### TASK DESCRIPTION
Arrange the lines from the one containing "Where can you find the work" up to and including the one containing "<point>319,103</point>" as a Markdown table with the columns Row and Line, numbering each row. Leave out blank lines and pictures.
==============================
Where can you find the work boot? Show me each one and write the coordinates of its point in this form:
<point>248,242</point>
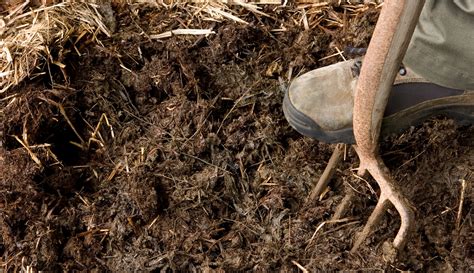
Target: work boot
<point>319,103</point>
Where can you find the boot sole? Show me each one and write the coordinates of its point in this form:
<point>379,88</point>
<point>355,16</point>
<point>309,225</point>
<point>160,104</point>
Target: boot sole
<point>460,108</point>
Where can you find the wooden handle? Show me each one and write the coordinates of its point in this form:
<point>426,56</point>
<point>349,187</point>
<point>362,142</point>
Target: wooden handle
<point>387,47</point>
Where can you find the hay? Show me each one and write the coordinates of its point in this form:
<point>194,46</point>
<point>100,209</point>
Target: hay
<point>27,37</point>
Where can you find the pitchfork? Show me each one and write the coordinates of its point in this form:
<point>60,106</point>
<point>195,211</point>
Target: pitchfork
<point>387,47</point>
==============================
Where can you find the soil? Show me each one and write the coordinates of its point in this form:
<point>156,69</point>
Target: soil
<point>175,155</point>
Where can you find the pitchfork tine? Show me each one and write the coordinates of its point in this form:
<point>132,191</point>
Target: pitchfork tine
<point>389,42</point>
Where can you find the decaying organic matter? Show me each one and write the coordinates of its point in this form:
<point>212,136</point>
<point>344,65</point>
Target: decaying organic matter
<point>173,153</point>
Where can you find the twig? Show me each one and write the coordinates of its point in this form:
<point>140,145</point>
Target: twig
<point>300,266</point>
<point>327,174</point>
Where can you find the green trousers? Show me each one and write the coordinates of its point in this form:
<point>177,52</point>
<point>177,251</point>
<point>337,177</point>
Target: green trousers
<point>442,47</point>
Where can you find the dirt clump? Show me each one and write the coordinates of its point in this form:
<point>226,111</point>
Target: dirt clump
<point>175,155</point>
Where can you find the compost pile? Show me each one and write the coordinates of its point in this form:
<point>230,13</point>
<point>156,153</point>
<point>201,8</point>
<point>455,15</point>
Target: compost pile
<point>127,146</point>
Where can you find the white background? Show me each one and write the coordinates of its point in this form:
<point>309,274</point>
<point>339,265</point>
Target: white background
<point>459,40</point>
==============================
### SOLUTION TO THE EXERCISE
| Row | Line |
|---|---|
| 1 | Where can you find the work boot? Show me each one and write the coordinates of its point in this form: |
| 2 | <point>248,242</point> |
| 3 | Target: work boot |
| 4 | <point>319,103</point> |